Brief 1: List every abbreviation that the drone news roundup gives in parentheses, each with the full name it stands for.
Brief 2: Transcribe the drone news roundup starting with "UAS to monitor" and going on through "and inaccessible waterways.".

Supplied text:

*** Block opens ***

Unmanned aerial systems: UAS monitors water quality, Intel celebrates anniversary with record-setting drone light show
In this week’s roundup from the Association for Unmanned Vehicle Systems International (AUVSI), which highlights some of the latest news and headlines in unmanned vehicles and robotics, learn about an unmanned aerial system (UAS) that will be used to test water quality in Ireland, Intel’s 50th anniversary—which include a record-setting drone light show in California—and testing of an unmanned refueling aircraft for the U.S. Navy.
In this week’s roundup from the Association for Unmanned Vehicle Systems International(AUVSI), which highlights some of the latest news and headlines in unmanned vehicles and robotics,learn about an unmanned aerial system (UAS) that will be used to test water quality in Ireland, Intel’s 50th anniversary—which include a record-setting drone light show in California—and testing of an unmanned refueling aircraft for the U.S. Navy.
UAS to monitor water quality in western Ireland
In Ireland, UAS are going to be used to test water quality in western lakes.
Scientists at Galway-Mayo Institute of Technology (GMIT) believe that UAS may be able to extend the range and quality of testing, while lowering labor costs and avoiding safety issues on more exposed and inaccessible waterways.
The GMIT Marine and Freshwater Research Centre has secured €132,000 (more than $154,000 in US dollars) in funding from the Environmental Protection Agency (EPA) for the project, as part of its lake monitoring program.

*** Block closes ***

Data segment:

*** Block opens ***

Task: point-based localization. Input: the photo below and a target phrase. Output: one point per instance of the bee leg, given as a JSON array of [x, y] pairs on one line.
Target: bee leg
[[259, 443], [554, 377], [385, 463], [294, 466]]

*** Block closes ***

Task result 1:
- AUVSI: Association for Unmanned Vehicle Systems International
- UAS: unmanned aerial system
- GMIT: Galway-Mayo Institute of Technology
- EPA: Environmental Protection Agency

Task result 2:
UAS to monitor water quality in western Ireland
In Ireland, UAS are going to be used to test water quality in western lakes.
Scientists at Galway-Mayo Institute of Technology (GMIT) believe that UAS may be able to extend the range and quality of testing, while lowering labor costs and avoiding safety issues on more exposed and inaccessible waterways.